* [Instructions for the task]:
The data is to be transcribed in full, with nothing missed.

----

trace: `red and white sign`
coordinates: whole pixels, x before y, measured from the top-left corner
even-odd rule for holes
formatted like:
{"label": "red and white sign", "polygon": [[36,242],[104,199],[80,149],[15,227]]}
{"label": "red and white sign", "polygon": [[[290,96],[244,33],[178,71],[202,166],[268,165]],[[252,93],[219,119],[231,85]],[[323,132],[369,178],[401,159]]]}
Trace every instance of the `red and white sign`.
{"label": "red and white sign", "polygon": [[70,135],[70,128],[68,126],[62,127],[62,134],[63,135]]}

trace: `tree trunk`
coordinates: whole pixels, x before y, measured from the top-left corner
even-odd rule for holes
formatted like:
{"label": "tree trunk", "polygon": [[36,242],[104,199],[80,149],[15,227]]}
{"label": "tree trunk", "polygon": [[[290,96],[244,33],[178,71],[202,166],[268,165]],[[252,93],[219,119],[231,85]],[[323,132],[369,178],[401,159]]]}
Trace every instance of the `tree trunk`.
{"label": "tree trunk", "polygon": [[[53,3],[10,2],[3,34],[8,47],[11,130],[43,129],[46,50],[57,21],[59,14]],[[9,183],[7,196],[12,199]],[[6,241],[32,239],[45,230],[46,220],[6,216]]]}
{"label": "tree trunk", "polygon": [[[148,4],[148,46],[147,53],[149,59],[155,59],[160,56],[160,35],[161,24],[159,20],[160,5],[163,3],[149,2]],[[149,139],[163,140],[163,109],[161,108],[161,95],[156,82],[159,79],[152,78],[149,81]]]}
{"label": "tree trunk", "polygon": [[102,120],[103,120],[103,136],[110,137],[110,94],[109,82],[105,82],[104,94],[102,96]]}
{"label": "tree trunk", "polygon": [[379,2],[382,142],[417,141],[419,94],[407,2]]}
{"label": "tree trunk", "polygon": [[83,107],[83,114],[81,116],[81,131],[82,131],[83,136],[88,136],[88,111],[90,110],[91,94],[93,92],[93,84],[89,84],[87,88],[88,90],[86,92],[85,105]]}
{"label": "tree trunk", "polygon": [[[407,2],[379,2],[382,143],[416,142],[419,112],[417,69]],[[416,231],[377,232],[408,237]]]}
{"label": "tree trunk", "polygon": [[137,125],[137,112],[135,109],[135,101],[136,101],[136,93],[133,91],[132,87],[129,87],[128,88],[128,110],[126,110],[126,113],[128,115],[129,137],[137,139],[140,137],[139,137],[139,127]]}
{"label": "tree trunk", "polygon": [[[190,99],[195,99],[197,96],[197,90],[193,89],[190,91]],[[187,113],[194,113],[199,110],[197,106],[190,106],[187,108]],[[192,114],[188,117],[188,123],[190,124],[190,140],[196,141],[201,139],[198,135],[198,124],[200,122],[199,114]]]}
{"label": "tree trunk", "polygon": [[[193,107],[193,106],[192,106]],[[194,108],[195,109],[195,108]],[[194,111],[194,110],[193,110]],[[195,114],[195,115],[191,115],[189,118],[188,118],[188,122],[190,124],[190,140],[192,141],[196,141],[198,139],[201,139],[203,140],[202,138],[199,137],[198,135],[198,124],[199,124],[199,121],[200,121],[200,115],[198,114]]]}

----

* [Response to the exercise]:
trace: `red and white sign`
coordinates: whole pixels, x before y, measured from the top-left corner
even-odd rule for holes
formatted like:
{"label": "red and white sign", "polygon": [[36,242],[104,199],[80,149],[15,227]]}
{"label": "red and white sign", "polygon": [[[290,96],[244,33],[178,71],[202,166],[268,165]],[[252,93],[219,119],[231,85]],[[323,132],[369,178],[401,159]]]}
Trace every instance of the `red and white sign`.
{"label": "red and white sign", "polygon": [[70,135],[70,128],[68,126],[62,127],[62,134],[63,135]]}

trace: `tree trunk`
coordinates: whole pixels, x before y, measured from the top-left corner
even-odd rule for holes
formatted like:
{"label": "tree trunk", "polygon": [[36,242],[104,199],[80,149],[15,227]]}
{"label": "tree trunk", "polygon": [[[290,96],[244,33],[178,71],[202,166],[268,165]],[[252,93],[219,119],[231,85]],[[323,132],[369,178],[401,159]]]}
Trace every instance of the `tree trunk`.
{"label": "tree trunk", "polygon": [[[53,3],[10,2],[3,34],[8,47],[11,130],[43,129],[46,50],[57,21],[59,14]],[[9,183],[7,196],[12,199]],[[6,241],[32,239],[45,230],[46,220],[6,216]]]}
{"label": "tree trunk", "polygon": [[[148,4],[148,46],[147,53],[149,59],[155,59],[160,56],[160,35],[161,24],[159,20],[160,5],[163,3],[149,2]],[[149,139],[163,140],[163,109],[161,108],[161,95],[156,82],[159,79],[152,78],[149,81]]]}
{"label": "tree trunk", "polygon": [[102,120],[103,120],[103,136],[110,137],[110,94],[109,82],[105,82],[104,94],[102,96]]}
{"label": "tree trunk", "polygon": [[379,2],[382,142],[417,141],[419,94],[407,2]]}
{"label": "tree trunk", "polygon": [[83,107],[83,114],[81,116],[81,131],[82,131],[83,136],[88,136],[88,111],[90,110],[91,94],[93,92],[93,84],[89,84],[87,88],[88,90],[86,92],[85,105]]}
{"label": "tree trunk", "polygon": [[[407,2],[379,2],[382,143],[416,142],[419,112],[417,69]],[[416,231],[377,232],[408,237]]]}
{"label": "tree trunk", "polygon": [[137,125],[137,112],[135,109],[135,101],[136,101],[136,93],[133,91],[132,87],[129,87],[128,88],[128,110],[126,110],[126,113],[128,115],[129,137],[137,139],[140,137],[139,137],[139,127]]}
{"label": "tree trunk", "polygon": [[[190,99],[195,99],[197,96],[197,90],[193,89],[190,91]],[[187,113],[194,113],[199,110],[197,106],[190,106],[187,108]],[[192,114],[188,117],[188,123],[190,124],[190,140],[196,141],[201,139],[198,135],[198,124],[200,122],[199,114]]]}
{"label": "tree trunk", "polygon": [[[193,107],[193,106],[192,106]],[[194,108],[195,109],[195,108]],[[194,111],[194,110],[193,110]],[[195,114],[195,115],[191,115],[189,118],[188,118],[188,122],[190,124],[190,140],[192,141],[196,141],[198,139],[201,139],[203,140],[202,138],[199,137],[198,135],[198,124],[199,124],[199,121],[200,121],[200,115],[198,114]]]}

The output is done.